**Task material**
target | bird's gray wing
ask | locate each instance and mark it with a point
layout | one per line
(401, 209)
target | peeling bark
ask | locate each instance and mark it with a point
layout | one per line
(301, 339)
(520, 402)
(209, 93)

**Job**
Retype the entries from the line containing "target | peeling bark" through the last line, character for character.

**Answer to this task**
target | peeling bark
ask | locate each instance and mark it with a point
layout | one per line
(301, 339)
(520, 402)
(209, 93)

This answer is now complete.